• **EXTRAIT FOURNI**
Si j’acceptais de me marier avec Thomas Gunzig ? À l’autre bout du fil, la voix de mon interlocutrice trahissait l’enthousiasme nécessaire à l’émergence d’une idée aussi folle. Le plan de Literatuur Vlaanderen (organe de promotion de la littérature flamande, ndlr) était encore vague, le budget n’avait pas encore été fixé, mais il ne pouvait s’agir d’un simple coup de pub : il fallait du contenu, que l’action s’articule autour de convergences langagières entre Thomas et moi.
Je n’ai pas tout de suite consenti à ce mariage arrangé, premièrement parce que je voulais peser le pour et le contre, et deuxièmement parce qu’un léger affolement m’a envahi à l’idée de m’afficher dans une robe de mariée de deuxième main un peu trop juste, et de m’entretenir dans cet accoutrement avec des journalistes culturels (francophones, pour la plupart) avides d’explications péremptoires sur la cause du fossé littéraire qui sépare la Flandre et la Wallonie, et si je pensais que ce mariage symbolique pouvait, d’une manière ou d’une autre, contribuer à le combler.
Sa part de responsabilité
Une fois les liens du mariage noués, il m’aurait été néanmoins impossible d’avouer que j’ai ma part de responsabilité dans ce gouffre : les auteurs belges francophones qui me viennent à l’esprit se comptent sur les doigts d’une main, et Débâcle (traduction française de Het Smelt, par Emmanuelle Tardif, Actes Sud, ndlr) a été traduit en français de France, pas de Belgique (ce que certains compatriotes m’ont parfois reproché, non sans une pointe d’indignation).

Enregistrements conservés:

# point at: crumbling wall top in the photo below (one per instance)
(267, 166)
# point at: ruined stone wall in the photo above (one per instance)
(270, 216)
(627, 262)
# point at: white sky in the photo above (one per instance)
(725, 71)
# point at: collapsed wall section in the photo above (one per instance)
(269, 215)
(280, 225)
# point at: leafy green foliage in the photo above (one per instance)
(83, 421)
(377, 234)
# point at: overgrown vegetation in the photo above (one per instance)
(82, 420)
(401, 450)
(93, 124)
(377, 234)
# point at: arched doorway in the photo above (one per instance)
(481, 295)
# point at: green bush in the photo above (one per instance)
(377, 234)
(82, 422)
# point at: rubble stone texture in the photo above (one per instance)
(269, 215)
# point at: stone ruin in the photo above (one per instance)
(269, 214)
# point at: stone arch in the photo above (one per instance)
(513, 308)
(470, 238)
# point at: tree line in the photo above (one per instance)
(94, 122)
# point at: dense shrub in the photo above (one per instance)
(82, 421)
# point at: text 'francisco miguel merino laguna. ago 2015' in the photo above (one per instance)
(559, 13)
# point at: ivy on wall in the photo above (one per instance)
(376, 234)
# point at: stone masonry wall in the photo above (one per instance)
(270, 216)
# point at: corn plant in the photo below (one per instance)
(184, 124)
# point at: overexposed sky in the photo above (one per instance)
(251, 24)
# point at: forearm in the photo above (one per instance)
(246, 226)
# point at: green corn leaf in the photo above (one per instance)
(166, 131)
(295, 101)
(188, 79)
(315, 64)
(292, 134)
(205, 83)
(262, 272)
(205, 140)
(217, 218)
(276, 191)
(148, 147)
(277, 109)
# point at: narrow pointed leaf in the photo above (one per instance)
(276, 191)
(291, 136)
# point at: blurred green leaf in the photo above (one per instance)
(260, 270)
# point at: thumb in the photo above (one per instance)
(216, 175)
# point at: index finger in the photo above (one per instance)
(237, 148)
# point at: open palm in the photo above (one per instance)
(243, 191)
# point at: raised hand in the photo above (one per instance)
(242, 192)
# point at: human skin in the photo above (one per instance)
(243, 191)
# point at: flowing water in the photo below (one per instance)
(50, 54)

• **CONSIGNES DE TRAVAIL**
1/ Recopiez mot pour mot le texte sur le mariage avec Thomas Gunzig, depuis « Je n’ai pas » jusqu'à « à le combler. » inclus.
2/ Rédigez la suite du texte sur le mariage avec Thomas Gunzig, à partir de sa dernière phrase.

• **RÉPONSES DE L'EXERCICE**
1/
Je n’ai pas tout de suite consenti à ce mariage arrangé, premièrement parce que je voulais peser le pour et le contre, et deuxièmement parce qu’un léger affolement m’a envahi à l’idée de m’afficher dans une robe de mariée de deuxième main un peu trop juste, et de m’entretenir dans cet accoutrement avec des journalistes culturels (francophones, pour la plupart) avides d’explications péremptoires sur la cause du fossé littéraire qui sépare la Flandre et la Wallonie, et si je pensais que ce mariage symbolique pouvait, d’une manière ou d’une autre, contribuer à le combler.

2/
Au fil des réunions Zoom avec toutes les parties concernées (Thomas Gunzig, Literatuur Vlaanderen et les collaborateurs de la Foire du Livre), où nous discutions inlassablement des détails de la cérémonie, nous avons progressivement revu nos ambitions à la baisse (entre rêve et réalité…), et je me suis souvent dit que nous aurions dû enregistrer nos entretiens, tant ils incarnaient à merveille la dynamique qui sape l’enthousiasme des Belges qui tentent quelque rapprochement : cette foutue barrière linguistique. Thomas Gunzig était manifestement gêné du fait que, lors de chaque réunion, cinq Flamands se décarcassaient pour faire part de toutes leurs intentions en français, le renvoyant ainsi à son propre cliché du Bruxellois qui ne parle pas un traitre mot de néerlandais.
Passage tragique pour les artisans de la langue
Les footballeurs se font des passes par-delà le mur linguistique, les danseurs se faufilent avec grâce entre les mailles du filet communautaire, mais pour les artisans de la langue, le passage de barrière est tout bonnement tragique : tot ziens proverbes, dictons, nuances, dialectes et, avec eux, une bonne part d’humour.
Les maisons d’édition qui publient des traductions néerlandaises d’auteurs belges francophones sont en général établies aux Pays-Bas, où la jeunesse bruxelloise, censurée de ses « putain », se retrouve soudain à jurer dans un néerlandais des Pays-Bas. Notre belgitude linguistique reste par moments impénétrable en traduction.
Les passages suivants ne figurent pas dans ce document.